EXCERPTED DATA —
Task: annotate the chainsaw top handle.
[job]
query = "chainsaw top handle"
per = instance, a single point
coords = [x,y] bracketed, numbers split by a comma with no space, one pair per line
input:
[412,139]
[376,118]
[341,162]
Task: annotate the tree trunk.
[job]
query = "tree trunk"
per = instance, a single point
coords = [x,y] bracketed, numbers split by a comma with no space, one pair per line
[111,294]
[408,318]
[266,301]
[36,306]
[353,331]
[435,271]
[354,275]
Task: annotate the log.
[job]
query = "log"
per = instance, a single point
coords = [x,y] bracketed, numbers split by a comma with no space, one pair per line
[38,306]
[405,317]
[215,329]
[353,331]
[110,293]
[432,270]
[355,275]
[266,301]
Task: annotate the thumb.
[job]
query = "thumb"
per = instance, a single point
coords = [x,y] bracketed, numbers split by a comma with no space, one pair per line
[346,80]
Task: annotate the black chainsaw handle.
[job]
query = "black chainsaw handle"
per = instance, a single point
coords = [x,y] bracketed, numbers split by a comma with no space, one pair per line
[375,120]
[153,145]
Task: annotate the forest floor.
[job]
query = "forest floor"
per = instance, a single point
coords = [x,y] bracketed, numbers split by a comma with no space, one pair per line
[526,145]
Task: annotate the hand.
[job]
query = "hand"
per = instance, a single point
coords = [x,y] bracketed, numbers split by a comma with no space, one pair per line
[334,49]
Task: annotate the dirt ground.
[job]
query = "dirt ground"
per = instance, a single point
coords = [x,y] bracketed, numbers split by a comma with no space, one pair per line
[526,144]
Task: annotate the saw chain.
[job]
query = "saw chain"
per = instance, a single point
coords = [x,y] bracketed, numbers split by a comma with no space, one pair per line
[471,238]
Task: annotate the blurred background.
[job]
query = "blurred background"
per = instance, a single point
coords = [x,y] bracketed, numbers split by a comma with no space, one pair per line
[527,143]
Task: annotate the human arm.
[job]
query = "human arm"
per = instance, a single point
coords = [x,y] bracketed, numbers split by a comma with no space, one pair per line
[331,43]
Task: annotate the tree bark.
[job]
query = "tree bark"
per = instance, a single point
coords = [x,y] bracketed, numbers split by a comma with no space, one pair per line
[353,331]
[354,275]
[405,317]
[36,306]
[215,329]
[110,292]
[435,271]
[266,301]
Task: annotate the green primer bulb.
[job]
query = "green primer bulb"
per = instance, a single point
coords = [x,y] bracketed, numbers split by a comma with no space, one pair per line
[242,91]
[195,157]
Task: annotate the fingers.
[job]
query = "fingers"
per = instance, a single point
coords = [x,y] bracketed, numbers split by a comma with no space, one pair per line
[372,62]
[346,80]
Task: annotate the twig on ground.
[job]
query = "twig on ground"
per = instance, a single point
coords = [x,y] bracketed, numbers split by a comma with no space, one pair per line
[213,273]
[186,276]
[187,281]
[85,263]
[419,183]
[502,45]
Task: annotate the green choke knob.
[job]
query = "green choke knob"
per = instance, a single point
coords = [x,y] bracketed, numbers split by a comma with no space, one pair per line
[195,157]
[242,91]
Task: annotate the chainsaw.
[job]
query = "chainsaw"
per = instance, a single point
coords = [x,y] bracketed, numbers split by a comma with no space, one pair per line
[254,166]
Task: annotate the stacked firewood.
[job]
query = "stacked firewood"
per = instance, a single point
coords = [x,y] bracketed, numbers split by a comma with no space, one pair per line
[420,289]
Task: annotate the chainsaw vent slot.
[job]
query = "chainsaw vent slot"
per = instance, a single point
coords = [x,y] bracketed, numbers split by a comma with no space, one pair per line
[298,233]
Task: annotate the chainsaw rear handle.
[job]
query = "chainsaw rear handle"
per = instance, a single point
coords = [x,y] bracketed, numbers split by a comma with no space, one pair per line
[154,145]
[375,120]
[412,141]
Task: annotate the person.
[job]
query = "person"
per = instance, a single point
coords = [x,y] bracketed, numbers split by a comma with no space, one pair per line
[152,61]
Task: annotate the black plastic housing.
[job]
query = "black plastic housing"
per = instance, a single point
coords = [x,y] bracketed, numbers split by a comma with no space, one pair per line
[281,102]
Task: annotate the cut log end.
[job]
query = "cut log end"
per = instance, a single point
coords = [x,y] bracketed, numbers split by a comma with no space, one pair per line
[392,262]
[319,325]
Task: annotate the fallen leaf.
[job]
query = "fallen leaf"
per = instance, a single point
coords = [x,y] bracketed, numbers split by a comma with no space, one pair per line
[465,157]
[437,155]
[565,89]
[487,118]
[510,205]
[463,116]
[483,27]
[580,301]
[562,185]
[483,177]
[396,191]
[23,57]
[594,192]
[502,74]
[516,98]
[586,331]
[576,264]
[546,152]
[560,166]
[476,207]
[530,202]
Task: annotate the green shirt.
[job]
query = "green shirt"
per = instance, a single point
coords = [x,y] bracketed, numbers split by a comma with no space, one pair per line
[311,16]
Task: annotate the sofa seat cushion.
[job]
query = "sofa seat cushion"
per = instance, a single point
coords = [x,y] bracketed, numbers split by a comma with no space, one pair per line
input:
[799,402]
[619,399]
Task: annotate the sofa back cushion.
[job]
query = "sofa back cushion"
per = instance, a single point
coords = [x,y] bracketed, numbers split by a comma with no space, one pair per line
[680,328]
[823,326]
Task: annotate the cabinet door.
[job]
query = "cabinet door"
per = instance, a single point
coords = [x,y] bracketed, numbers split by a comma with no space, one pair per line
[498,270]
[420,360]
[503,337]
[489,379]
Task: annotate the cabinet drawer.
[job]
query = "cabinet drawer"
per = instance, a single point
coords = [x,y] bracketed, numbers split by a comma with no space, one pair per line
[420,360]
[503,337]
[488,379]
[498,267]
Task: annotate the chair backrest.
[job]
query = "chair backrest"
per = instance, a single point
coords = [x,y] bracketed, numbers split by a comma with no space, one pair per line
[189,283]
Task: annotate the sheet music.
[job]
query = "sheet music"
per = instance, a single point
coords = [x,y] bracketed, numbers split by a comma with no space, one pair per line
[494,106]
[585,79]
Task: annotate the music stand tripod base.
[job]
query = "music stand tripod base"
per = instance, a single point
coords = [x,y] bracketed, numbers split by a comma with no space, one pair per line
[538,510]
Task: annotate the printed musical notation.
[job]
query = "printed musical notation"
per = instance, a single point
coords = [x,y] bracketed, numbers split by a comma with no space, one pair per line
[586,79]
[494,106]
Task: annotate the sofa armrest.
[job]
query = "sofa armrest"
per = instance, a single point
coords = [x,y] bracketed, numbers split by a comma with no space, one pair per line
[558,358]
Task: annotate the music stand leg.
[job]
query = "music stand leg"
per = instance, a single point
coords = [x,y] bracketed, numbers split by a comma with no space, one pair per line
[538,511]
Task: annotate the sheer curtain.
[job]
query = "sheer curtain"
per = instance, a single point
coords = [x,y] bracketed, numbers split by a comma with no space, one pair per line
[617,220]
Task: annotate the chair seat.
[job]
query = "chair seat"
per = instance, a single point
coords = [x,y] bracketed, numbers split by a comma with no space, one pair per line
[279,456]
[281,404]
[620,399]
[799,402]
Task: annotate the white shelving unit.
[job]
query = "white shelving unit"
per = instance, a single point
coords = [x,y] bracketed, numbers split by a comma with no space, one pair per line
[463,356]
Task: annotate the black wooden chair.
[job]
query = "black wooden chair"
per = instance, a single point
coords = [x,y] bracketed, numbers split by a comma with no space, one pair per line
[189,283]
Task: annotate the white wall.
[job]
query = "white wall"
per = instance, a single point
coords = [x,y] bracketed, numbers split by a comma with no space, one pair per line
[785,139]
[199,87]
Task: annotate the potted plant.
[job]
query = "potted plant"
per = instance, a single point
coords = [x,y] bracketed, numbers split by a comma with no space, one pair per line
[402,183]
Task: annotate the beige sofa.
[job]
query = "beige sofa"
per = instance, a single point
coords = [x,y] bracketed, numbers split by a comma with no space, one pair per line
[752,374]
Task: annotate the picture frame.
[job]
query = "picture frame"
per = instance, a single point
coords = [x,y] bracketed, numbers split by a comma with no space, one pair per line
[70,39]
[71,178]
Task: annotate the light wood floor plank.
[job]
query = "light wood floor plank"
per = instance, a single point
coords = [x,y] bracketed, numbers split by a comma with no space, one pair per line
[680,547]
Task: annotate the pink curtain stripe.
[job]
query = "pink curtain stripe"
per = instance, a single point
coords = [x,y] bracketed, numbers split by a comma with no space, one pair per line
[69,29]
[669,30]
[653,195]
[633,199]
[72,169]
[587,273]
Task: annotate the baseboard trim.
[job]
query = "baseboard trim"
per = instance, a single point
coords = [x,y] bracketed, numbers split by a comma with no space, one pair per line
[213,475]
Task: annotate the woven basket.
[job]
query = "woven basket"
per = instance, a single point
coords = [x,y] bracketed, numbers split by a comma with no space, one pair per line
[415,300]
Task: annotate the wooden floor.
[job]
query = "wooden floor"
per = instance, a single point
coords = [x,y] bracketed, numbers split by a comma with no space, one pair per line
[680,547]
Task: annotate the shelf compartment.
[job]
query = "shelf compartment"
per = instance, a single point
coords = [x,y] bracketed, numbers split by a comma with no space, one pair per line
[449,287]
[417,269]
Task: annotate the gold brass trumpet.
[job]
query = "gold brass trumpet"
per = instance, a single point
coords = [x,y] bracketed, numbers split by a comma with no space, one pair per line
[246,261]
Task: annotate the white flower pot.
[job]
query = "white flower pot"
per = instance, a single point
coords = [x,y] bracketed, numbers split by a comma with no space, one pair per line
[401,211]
--
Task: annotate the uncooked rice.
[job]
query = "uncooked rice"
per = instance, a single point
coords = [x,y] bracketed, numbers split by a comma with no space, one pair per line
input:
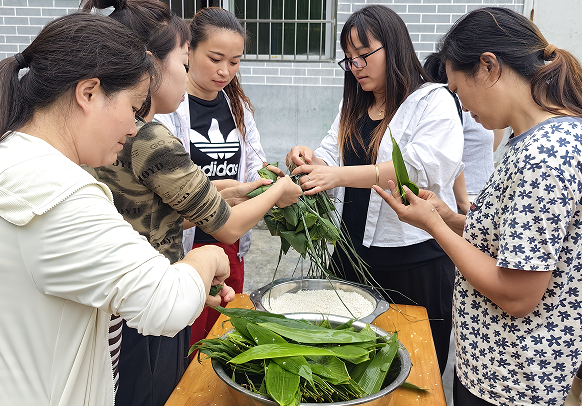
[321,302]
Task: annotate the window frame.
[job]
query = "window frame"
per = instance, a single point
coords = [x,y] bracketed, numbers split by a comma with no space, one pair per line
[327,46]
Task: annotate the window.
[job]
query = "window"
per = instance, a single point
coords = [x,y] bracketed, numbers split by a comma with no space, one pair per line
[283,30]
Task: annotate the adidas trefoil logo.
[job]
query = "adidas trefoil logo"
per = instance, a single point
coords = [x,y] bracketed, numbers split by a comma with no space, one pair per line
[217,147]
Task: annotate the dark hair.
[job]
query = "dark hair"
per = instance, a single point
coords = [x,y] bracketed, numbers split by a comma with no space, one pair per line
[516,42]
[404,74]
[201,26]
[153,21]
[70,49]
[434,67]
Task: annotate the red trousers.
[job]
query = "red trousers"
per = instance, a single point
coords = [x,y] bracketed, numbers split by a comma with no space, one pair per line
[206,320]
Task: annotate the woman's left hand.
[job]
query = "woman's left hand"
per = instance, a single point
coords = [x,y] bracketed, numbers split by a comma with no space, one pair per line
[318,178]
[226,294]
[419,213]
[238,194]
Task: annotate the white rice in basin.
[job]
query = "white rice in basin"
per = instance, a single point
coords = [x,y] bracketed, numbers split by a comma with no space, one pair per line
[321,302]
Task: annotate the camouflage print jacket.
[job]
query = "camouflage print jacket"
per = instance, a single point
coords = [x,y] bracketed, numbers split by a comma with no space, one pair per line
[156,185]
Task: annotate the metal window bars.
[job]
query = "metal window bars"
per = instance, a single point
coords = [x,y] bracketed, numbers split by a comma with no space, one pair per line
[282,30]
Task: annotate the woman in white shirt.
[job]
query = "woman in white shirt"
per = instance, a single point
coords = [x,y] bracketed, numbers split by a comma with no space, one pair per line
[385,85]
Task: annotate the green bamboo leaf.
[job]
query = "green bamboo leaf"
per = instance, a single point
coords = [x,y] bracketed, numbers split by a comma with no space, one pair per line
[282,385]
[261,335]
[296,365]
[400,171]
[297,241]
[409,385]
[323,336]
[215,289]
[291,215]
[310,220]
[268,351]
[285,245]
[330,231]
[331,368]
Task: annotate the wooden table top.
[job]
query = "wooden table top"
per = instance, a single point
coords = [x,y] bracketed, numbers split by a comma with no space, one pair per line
==
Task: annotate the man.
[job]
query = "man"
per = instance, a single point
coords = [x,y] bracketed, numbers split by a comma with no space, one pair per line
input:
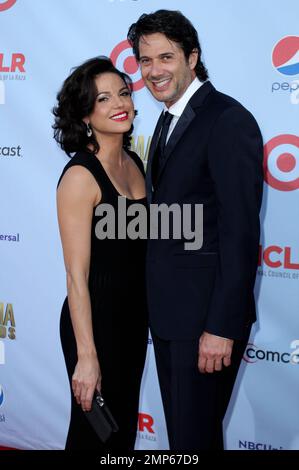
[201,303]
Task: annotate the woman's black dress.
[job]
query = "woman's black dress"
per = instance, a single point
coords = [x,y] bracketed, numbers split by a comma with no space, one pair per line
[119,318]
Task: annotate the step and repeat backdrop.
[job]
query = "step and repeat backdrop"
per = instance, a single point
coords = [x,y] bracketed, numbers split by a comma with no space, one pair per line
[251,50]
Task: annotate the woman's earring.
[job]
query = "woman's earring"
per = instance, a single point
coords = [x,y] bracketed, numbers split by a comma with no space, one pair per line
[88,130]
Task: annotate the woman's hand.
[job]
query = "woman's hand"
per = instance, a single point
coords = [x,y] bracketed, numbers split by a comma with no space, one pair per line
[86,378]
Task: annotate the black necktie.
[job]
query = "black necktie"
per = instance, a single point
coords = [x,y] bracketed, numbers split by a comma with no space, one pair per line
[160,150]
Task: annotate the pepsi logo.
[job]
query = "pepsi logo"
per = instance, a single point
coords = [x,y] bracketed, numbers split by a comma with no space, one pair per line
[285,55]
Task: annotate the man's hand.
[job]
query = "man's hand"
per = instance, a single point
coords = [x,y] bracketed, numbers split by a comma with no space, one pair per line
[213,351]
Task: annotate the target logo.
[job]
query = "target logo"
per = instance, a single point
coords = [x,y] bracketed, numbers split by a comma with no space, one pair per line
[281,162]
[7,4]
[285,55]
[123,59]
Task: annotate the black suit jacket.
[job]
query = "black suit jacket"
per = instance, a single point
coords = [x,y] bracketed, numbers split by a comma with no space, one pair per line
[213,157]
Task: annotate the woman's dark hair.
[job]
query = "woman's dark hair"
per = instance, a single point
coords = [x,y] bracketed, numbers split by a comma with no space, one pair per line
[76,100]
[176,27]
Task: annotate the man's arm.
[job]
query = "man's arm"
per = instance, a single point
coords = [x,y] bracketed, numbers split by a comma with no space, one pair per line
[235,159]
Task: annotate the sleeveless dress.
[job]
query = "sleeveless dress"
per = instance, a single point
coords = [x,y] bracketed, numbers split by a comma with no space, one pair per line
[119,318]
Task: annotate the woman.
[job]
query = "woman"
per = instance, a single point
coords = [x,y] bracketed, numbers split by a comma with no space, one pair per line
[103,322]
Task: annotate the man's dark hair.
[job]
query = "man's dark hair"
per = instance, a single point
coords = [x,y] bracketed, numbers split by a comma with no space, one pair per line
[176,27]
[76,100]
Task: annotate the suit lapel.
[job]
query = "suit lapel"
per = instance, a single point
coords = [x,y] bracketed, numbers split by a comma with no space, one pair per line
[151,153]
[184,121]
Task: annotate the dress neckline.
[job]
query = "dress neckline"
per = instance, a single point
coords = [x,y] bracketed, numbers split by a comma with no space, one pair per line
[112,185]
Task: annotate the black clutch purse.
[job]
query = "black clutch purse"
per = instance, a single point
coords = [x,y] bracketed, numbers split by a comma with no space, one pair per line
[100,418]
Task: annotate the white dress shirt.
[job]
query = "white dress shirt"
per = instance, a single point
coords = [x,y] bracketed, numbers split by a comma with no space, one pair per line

PROBLEM DETAILS — Wherever the string "trousers" appears in the data above, report the whole line.

YOUR RESPONSE —
Task: annotate the red trousers.
query = "red trousers"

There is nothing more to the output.